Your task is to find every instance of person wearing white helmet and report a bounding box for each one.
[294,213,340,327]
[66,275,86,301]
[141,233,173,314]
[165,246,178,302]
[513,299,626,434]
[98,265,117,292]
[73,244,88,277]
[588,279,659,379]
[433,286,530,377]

════════════════════

→ **WRITTEN EXERCISE**: Edit the data above, changing "white helmet" to "orange safety vest" and keeping everything else unchanged.

→ **ANSWER IN FULL**:
Your task is to find every instance of person wearing orange safety vest and report a bounding box for each one.
[294,213,340,327]
[66,275,86,301]
[141,233,173,314]
[165,246,178,302]
[513,299,626,434]
[98,265,117,292]
[73,244,88,277]
[588,279,659,379]
[433,286,530,377]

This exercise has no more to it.